_Problem description:_ Exactly the lines from the start of the data below through the line that contains "positive clicks: (124, 140)" are to be copied, with pictures left out.

Extracted records:
------------------------------------------------------------

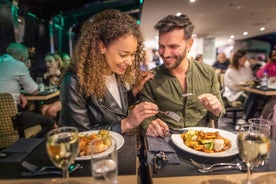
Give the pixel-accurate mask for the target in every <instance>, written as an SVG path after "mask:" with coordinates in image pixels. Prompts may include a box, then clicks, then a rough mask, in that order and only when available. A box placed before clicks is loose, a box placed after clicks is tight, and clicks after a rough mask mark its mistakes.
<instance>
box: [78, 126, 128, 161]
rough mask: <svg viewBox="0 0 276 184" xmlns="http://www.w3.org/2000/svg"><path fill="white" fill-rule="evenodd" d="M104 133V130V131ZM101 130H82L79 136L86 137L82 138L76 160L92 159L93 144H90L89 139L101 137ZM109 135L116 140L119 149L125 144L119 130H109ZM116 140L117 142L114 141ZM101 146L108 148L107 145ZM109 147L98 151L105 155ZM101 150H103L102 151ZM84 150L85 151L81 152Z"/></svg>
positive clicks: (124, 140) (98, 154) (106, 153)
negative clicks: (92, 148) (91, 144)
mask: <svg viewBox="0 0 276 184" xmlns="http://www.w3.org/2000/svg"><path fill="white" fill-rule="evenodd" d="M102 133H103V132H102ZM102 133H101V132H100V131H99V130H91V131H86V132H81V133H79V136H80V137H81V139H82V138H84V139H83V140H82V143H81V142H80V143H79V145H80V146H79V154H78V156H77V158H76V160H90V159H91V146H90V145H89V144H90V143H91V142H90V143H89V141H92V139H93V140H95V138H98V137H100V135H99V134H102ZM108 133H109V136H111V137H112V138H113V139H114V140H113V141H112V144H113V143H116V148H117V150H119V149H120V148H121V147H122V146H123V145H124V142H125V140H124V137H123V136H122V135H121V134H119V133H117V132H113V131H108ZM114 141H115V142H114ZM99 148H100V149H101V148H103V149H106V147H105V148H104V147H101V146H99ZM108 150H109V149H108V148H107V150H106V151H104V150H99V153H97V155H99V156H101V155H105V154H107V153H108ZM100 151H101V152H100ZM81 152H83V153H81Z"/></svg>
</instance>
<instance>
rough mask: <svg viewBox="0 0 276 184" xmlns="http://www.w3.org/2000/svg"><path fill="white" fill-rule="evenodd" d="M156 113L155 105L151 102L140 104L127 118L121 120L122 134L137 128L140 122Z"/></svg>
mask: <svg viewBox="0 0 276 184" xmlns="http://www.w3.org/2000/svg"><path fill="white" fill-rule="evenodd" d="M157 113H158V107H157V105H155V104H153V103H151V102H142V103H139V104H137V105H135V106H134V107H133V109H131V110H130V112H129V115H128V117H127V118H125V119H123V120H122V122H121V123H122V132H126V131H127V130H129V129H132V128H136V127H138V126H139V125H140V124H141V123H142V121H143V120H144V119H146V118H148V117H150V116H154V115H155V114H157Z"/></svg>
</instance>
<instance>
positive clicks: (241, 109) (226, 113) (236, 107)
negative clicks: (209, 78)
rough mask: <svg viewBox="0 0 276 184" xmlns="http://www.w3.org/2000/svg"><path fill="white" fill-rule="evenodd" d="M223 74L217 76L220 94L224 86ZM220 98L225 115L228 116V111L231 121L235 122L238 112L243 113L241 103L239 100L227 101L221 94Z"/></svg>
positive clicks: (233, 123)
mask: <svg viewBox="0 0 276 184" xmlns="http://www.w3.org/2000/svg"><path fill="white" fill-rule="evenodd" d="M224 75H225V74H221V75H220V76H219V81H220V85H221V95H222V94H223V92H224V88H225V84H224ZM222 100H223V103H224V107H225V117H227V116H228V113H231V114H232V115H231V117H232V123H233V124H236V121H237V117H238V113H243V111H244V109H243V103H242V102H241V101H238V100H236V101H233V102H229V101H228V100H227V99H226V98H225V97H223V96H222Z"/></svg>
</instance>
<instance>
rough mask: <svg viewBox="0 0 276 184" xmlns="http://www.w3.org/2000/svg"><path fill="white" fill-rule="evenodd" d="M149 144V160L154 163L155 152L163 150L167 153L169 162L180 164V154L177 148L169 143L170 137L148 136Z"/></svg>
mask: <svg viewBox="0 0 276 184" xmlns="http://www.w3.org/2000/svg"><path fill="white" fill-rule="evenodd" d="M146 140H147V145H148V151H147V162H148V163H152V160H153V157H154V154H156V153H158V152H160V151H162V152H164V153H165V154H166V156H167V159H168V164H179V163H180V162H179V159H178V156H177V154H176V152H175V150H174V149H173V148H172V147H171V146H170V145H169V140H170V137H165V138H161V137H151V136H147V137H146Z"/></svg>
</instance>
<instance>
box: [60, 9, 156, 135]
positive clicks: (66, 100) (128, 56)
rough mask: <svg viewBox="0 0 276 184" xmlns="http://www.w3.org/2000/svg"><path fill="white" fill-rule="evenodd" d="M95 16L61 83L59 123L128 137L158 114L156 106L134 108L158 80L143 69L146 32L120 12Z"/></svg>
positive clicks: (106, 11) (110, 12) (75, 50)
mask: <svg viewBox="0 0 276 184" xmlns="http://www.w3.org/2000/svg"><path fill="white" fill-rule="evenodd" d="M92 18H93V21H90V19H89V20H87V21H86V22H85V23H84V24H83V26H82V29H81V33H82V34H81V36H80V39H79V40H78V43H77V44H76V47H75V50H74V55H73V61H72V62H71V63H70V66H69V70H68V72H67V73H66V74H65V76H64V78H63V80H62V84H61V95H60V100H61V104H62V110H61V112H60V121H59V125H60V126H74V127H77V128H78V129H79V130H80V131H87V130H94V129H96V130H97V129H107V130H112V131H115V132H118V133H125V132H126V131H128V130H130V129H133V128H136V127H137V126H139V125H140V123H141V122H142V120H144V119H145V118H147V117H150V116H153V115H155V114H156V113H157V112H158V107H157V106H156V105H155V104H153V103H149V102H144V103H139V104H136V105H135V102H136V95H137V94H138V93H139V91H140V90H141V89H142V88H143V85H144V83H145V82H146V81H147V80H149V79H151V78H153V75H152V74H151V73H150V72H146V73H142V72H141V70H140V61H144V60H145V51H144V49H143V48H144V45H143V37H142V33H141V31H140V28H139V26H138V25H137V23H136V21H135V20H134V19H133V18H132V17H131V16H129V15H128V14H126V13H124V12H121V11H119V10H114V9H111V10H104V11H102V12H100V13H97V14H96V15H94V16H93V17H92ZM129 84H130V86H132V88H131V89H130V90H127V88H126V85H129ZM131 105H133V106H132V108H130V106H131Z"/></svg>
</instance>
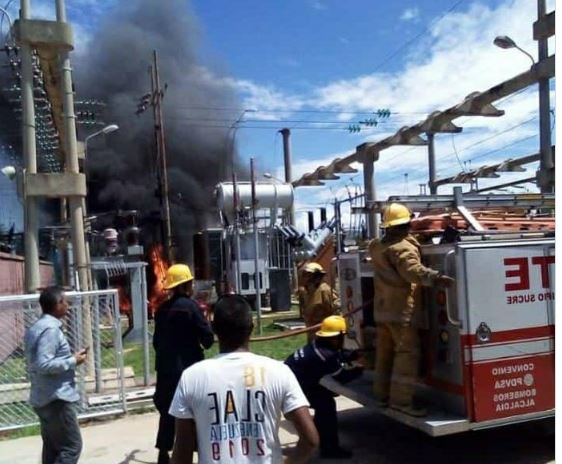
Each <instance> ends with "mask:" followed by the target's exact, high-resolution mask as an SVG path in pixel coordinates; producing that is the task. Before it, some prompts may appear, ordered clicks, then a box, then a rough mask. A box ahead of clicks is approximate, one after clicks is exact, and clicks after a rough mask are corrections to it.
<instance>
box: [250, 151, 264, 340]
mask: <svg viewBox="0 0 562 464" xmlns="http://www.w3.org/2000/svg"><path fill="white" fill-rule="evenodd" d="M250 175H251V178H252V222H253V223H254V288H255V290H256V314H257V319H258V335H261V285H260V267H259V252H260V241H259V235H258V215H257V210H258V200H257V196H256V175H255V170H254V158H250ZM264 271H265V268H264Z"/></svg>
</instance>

------------------------------------------------------------

_Result:_
Give the pixel-accurate mask for the target in every <instance>, written as an SVG path after "mask:" with coordinates in image pixels. Prompts may include a box, then clicks, then a rough mask, in that order and only when available. A box placed before clicks is loose, a box placed after clicks is tight, and clicks after a rough mask mark its mistakes.
<instance>
box: [78, 126, 128, 161]
rough mask: <svg viewBox="0 0 276 184" xmlns="http://www.w3.org/2000/svg"><path fill="white" fill-rule="evenodd" d="M104 133V130V131ZM101 130H82L79 136L86 137L82 138L76 160L92 159L93 144H90L89 139L101 137ZM109 135L116 140L119 149L125 144L119 130H109ZM116 140L117 142L114 141ZM101 146L108 148L107 145ZM109 147L98 151L105 155ZM101 150H103L102 151ZM84 150L85 151L81 152Z"/></svg>
positive clicks: (124, 140) (98, 154) (106, 153)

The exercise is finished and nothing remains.